◆ Required task: Copy out all the rows again, swapping "single marker" for "lone dot" everywhere it occurs and changing nothing else. Omit the pictures from your copy.

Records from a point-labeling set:
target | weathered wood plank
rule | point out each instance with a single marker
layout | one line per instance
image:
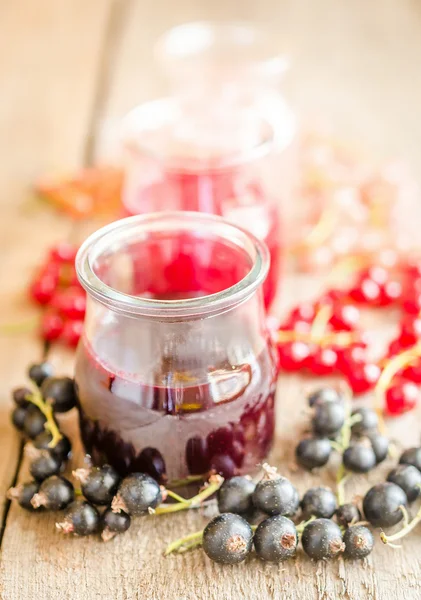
(49, 53)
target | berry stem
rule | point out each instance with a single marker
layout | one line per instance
(407, 528)
(47, 410)
(393, 366)
(215, 482)
(185, 543)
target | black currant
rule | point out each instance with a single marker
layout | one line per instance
(235, 495)
(23, 493)
(382, 504)
(347, 514)
(227, 539)
(369, 420)
(62, 449)
(328, 418)
(38, 372)
(113, 523)
(322, 539)
(20, 396)
(324, 395)
(80, 518)
(60, 391)
(276, 496)
(408, 478)
(358, 542)
(412, 456)
(276, 539)
(99, 484)
(359, 457)
(34, 422)
(313, 452)
(19, 416)
(318, 502)
(137, 494)
(45, 465)
(380, 445)
(55, 493)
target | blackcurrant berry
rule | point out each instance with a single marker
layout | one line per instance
(23, 493)
(313, 452)
(408, 478)
(19, 416)
(80, 518)
(62, 449)
(45, 465)
(38, 372)
(60, 391)
(359, 457)
(358, 542)
(113, 523)
(411, 456)
(137, 494)
(380, 445)
(328, 418)
(322, 539)
(99, 484)
(369, 420)
(276, 539)
(382, 504)
(318, 502)
(235, 495)
(347, 514)
(34, 422)
(227, 539)
(324, 395)
(55, 493)
(276, 496)
(20, 396)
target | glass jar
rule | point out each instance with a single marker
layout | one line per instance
(213, 160)
(176, 372)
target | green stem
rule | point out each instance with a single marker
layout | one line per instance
(47, 410)
(215, 483)
(185, 543)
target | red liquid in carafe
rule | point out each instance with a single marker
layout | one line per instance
(179, 419)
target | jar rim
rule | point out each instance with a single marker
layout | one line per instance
(154, 113)
(198, 307)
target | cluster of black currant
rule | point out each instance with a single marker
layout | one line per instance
(229, 537)
(334, 427)
(49, 449)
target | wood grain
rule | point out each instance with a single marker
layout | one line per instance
(357, 61)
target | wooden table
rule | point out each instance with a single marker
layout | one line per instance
(69, 69)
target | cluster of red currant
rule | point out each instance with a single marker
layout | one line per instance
(325, 338)
(56, 288)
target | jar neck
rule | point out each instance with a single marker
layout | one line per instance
(172, 266)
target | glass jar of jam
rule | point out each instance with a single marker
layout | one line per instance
(175, 372)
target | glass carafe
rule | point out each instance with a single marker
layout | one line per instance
(176, 372)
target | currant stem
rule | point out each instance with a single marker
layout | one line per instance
(213, 486)
(47, 410)
(187, 542)
(407, 528)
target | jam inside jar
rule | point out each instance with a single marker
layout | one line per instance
(175, 372)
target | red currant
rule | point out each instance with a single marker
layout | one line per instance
(401, 397)
(71, 303)
(345, 317)
(72, 332)
(63, 253)
(293, 355)
(51, 326)
(323, 361)
(366, 291)
(42, 289)
(362, 377)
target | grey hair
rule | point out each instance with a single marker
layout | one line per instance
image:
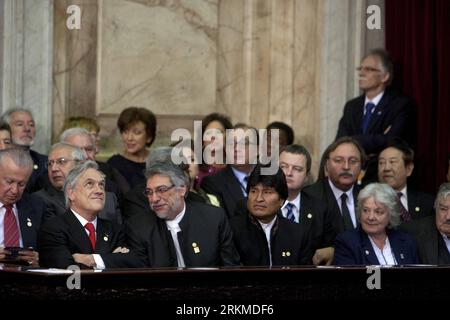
(77, 154)
(75, 132)
(177, 176)
(444, 192)
(383, 194)
(19, 156)
(74, 175)
(6, 117)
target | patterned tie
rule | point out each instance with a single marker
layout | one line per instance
(348, 224)
(290, 214)
(404, 214)
(10, 228)
(90, 227)
(366, 118)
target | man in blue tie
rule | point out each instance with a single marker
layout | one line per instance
(379, 114)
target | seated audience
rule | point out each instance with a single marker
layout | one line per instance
(376, 241)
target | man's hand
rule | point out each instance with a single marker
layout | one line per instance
(323, 256)
(121, 250)
(86, 259)
(30, 256)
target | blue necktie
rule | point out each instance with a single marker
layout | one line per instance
(366, 118)
(290, 214)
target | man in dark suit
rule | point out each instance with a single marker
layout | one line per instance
(20, 213)
(432, 233)
(262, 236)
(62, 157)
(380, 113)
(339, 189)
(178, 233)
(23, 133)
(80, 236)
(395, 165)
(311, 213)
(230, 184)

◆ Exercise output:
target | weathered wood plank
rule | point out each instance with a lone dot
layout | one line per instance
image:
(49, 53)
target | berry stem
rule | point out each instance with a lone dot
layout | one line per instance
(407, 528)
(47, 410)
(393, 366)
(215, 482)
(185, 543)
target | black currant
rule | point out each instance with a lone dot
layout | one line per instance
(235, 495)
(23, 493)
(382, 504)
(347, 514)
(227, 539)
(369, 420)
(62, 449)
(328, 418)
(38, 372)
(113, 523)
(322, 539)
(20, 396)
(324, 395)
(80, 518)
(60, 391)
(276, 496)
(408, 478)
(358, 542)
(412, 456)
(276, 539)
(99, 484)
(359, 457)
(34, 422)
(313, 452)
(19, 416)
(318, 502)
(137, 494)
(45, 465)
(380, 445)
(55, 493)
target | blackcurrant berry
rule | point out each instance with a lone dot
layout | one line per instance
(23, 493)
(313, 452)
(408, 478)
(19, 416)
(80, 518)
(62, 449)
(45, 465)
(38, 372)
(60, 391)
(359, 457)
(358, 542)
(113, 523)
(411, 456)
(137, 494)
(380, 445)
(328, 418)
(322, 539)
(99, 484)
(369, 420)
(276, 539)
(382, 504)
(318, 502)
(235, 495)
(347, 514)
(34, 422)
(227, 539)
(324, 395)
(55, 493)
(276, 496)
(20, 396)
target | glass jar
rule | point out each instance with a lone dot
layout | one line per instance
(213, 160)
(176, 372)
target | green stem
rule | point out each instance with a lone dot
layout | one line per instance
(47, 410)
(215, 483)
(185, 543)
target | red liquid in carafe
rule | point out each instance with a lone dot
layout | one line per instance
(179, 419)
target | jar rim
rule | point out each instance with a lone dot
layout | one line per instance
(154, 113)
(198, 307)
target | cluster of black currant
rule | point out each instance with a lone dot
layout | one line per instance
(229, 537)
(334, 427)
(49, 449)
target | wood grain
rule | point out each instance with a lone dot
layout | one line per instance
(357, 61)
target | wooden table
rule | point out each instance with a lone dot
layout | one line per instance
(69, 69)
target | cluster of red currant
rule | point out each instance with a lone dot
layout | one line per instance
(325, 338)
(56, 288)
target | jar neck
rule | point out each instance with a lone dot
layout | one line per instance
(172, 266)
target | glass jar of jam
rule | point out each instance with a lone dot
layout | one line per instance
(175, 372)
target | glass carafe
rule | point out each instance with a lone dot
layout | one line per instance
(176, 372)
target | currant stem
rule | point out each instance with a lone dot
layout | one line per instance
(213, 486)
(47, 410)
(187, 542)
(407, 528)
target | jam inside jar
rule | point out each instance with a lone dot
layout | one line per instance
(175, 372)
target | red currant
rule | point out each instance with a lone dot
layout | one line per instance
(401, 397)
(71, 303)
(345, 317)
(72, 332)
(63, 253)
(293, 355)
(51, 326)
(323, 361)
(366, 291)
(42, 289)
(362, 377)
target | grey hair
rule | point out each instance with a lone dot
layout | one line per instance
image:
(77, 154)
(75, 132)
(177, 176)
(444, 192)
(383, 194)
(19, 156)
(74, 175)
(6, 117)
target | patterned tie
rule | point out each instance with a lone dot
layout | one line per instance
(348, 224)
(290, 214)
(404, 214)
(10, 228)
(90, 227)
(366, 118)
target | man in blue tie
rule | point out each instance with a lone dot
layout | one line per instance
(379, 114)
target | seated audience
rule | point out each instance with a lone dot
layout | one line per instance
(376, 241)
target | man's hand
rule | point out each instance with a lone dot
layout | one line per instance
(323, 256)
(121, 250)
(86, 259)
(30, 256)
target | blue necktie
rule | point out each instance with a lone dot
layout | one line per instance
(366, 118)
(290, 214)
target | man in dark suit
rule | point out each instance with a lone dot
layout | one line per instance
(20, 213)
(432, 233)
(262, 236)
(62, 157)
(380, 113)
(339, 189)
(178, 233)
(23, 133)
(80, 236)
(395, 165)
(311, 213)
(230, 184)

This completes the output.